Supplied passage:
2012-12-11 Thread Chuck Forsberg WA7KGX N2469R

I've written GPIB stuff for the Racal-Dana counter et al. running under
32 bit Fedora Linux and the Linux GPIB package.  It is available at
ftp.omen.com in the pub/tek directory.


On 12/11/2012 03:36 PM, Fabio Eboli wrote:

Hello,
this afternoon the post(wo)man handed
to me the little box with the PA6H
GPS modules. I bought also an antenna
with 5mt cable, so I can use it in the lab.
The module is up and running, requiring
only  3V3 supply, locking very fast,
about 30s from cold start, here is it, working
with ext antenna:
http://www.flickr.com/photos/14336723@N08/8264614897/

And now I'm trying to setup a logging session
to try to log interval measurements with the
counter:
http://www.flickr.com/photos/14336723@N08/8265684680/

Now this is what I have done, the goal is to
try to have some jitter measurements for the
PPS output:
- A FE5680A is the timebase for the counter
- the counter is a Racal Dana 1992
- the FE5680A 1Vpp output is connected directly
to rear reference input of the counter
- the counter measures the PPS signal from the
GPS module, Time interval A, 9 digits (single shot)

Set task:
In the mailing-list thread, how long does the GPS module take to lock from a cold start?

Supplied material:

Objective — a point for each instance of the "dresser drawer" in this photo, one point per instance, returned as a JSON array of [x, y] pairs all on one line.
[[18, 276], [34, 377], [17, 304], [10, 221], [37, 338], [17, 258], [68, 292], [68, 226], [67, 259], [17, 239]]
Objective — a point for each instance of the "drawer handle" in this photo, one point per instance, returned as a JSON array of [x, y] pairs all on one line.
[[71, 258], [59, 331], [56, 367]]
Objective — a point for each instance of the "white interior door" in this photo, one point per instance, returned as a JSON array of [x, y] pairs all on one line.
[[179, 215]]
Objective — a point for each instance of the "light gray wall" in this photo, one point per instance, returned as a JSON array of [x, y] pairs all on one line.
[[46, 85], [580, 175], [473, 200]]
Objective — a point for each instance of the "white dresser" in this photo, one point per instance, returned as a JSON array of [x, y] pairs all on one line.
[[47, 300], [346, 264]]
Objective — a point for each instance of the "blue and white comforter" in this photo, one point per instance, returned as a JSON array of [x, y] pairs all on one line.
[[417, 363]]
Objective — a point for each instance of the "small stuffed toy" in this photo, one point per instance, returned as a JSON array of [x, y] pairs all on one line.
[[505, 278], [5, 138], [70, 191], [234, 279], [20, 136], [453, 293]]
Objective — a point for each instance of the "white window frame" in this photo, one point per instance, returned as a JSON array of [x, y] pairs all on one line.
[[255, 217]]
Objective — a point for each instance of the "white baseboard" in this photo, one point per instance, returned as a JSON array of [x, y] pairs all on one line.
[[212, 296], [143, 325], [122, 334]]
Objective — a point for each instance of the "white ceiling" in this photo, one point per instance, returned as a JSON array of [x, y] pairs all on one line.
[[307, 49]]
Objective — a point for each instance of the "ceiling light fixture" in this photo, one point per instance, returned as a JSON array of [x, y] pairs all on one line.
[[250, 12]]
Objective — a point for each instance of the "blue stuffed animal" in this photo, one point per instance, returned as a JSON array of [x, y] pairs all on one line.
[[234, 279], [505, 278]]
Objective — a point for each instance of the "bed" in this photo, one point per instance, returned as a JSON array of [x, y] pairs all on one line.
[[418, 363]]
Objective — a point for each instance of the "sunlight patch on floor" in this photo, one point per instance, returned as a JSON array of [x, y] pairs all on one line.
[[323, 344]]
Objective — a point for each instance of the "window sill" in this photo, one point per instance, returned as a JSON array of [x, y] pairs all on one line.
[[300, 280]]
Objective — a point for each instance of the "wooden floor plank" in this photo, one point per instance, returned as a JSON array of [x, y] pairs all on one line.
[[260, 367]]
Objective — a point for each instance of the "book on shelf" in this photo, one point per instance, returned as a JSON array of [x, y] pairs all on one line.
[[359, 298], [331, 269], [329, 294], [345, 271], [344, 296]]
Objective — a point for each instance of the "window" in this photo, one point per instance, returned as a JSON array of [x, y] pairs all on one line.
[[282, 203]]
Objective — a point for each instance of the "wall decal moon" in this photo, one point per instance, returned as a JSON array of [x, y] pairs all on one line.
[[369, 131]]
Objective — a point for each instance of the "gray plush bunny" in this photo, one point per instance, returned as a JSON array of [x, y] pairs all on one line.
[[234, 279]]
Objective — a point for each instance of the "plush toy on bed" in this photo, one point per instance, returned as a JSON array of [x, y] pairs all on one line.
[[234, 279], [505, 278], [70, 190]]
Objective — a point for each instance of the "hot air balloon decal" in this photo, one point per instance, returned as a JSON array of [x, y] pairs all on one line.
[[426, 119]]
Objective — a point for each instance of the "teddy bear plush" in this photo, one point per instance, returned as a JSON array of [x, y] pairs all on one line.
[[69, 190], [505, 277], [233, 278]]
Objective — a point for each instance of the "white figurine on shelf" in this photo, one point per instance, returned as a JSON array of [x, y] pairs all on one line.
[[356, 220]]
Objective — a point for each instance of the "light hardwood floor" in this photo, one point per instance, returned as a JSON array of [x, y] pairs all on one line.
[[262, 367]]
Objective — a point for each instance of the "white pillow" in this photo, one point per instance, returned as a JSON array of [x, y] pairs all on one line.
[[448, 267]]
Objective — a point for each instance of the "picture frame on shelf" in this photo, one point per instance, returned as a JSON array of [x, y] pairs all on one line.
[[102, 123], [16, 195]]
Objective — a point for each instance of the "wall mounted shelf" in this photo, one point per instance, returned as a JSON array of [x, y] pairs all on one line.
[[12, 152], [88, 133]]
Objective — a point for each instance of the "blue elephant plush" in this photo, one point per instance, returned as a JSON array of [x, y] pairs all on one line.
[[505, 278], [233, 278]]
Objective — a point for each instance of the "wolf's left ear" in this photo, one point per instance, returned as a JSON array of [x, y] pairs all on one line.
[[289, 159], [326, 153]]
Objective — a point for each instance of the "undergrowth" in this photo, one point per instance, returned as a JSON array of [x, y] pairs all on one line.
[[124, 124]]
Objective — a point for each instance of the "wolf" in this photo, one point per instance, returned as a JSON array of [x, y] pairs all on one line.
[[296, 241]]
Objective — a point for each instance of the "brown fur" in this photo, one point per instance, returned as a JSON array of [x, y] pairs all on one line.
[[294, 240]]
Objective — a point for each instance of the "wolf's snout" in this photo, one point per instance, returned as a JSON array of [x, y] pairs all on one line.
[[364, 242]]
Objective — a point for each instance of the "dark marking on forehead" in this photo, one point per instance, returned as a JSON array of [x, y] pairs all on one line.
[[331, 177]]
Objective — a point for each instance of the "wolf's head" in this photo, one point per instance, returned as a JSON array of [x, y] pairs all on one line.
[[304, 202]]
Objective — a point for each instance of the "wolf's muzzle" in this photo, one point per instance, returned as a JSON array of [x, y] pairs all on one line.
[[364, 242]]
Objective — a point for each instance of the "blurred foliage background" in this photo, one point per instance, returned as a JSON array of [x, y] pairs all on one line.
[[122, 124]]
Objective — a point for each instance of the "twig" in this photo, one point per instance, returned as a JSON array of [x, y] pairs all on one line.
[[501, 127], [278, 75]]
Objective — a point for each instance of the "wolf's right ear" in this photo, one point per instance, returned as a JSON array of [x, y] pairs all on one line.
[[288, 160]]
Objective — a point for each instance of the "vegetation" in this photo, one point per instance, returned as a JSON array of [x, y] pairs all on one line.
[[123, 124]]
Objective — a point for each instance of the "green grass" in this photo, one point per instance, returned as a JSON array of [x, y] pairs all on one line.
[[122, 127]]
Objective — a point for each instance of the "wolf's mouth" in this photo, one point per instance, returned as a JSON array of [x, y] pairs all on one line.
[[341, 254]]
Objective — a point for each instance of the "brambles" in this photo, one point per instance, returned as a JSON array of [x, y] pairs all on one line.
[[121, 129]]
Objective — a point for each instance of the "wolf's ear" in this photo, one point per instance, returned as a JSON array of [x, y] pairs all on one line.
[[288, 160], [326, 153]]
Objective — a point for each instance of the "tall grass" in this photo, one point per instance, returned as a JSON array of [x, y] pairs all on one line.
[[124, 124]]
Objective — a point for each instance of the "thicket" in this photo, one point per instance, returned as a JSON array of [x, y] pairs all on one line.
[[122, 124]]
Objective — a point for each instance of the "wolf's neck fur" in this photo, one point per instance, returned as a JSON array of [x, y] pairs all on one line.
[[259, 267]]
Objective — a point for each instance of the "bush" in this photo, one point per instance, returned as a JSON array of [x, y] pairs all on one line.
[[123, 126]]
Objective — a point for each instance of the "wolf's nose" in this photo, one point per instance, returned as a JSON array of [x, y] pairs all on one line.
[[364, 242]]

Answer:
About 30 seconds.